▶ _Description of the task_
Pull out each line of the records below that contains the string "Target", treating uppercase and lowercase as different.

▶ _Dataset_
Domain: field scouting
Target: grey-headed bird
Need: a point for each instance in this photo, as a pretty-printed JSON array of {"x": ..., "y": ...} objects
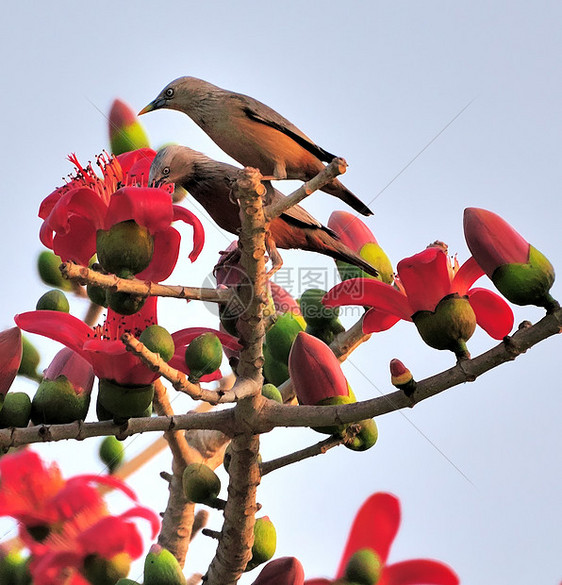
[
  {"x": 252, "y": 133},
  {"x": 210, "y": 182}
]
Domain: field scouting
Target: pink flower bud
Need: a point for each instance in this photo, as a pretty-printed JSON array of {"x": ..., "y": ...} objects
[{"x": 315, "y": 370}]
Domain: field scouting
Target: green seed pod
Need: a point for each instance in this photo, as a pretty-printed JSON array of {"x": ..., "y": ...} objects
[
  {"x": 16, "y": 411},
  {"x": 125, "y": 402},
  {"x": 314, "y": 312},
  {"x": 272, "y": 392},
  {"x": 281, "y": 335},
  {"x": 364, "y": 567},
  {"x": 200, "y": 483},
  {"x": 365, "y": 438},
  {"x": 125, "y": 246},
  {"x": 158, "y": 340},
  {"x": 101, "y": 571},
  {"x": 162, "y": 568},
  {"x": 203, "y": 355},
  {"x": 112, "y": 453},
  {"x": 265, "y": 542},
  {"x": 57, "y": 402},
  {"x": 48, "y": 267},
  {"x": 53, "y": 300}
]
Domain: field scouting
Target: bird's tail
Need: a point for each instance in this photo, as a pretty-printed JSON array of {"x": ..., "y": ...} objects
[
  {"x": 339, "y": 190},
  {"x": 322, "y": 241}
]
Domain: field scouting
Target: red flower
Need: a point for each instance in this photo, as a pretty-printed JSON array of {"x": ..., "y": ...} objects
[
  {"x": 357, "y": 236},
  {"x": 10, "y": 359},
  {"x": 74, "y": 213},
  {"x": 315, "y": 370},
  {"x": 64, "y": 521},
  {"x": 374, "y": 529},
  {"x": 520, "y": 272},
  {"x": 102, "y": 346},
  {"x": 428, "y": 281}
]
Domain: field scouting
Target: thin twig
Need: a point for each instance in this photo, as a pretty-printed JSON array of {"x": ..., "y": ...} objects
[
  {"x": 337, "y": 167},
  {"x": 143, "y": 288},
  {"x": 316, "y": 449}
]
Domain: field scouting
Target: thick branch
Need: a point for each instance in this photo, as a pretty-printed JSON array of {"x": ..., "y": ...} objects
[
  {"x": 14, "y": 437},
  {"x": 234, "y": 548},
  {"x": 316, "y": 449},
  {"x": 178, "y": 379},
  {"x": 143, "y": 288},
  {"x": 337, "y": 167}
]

▶ _Solution_
Target: grey-headed bird
Target: pink flower bud
Target: green seed pod
Target: bird's tail
Target: red flower
Target: thin twig
Target: thick branch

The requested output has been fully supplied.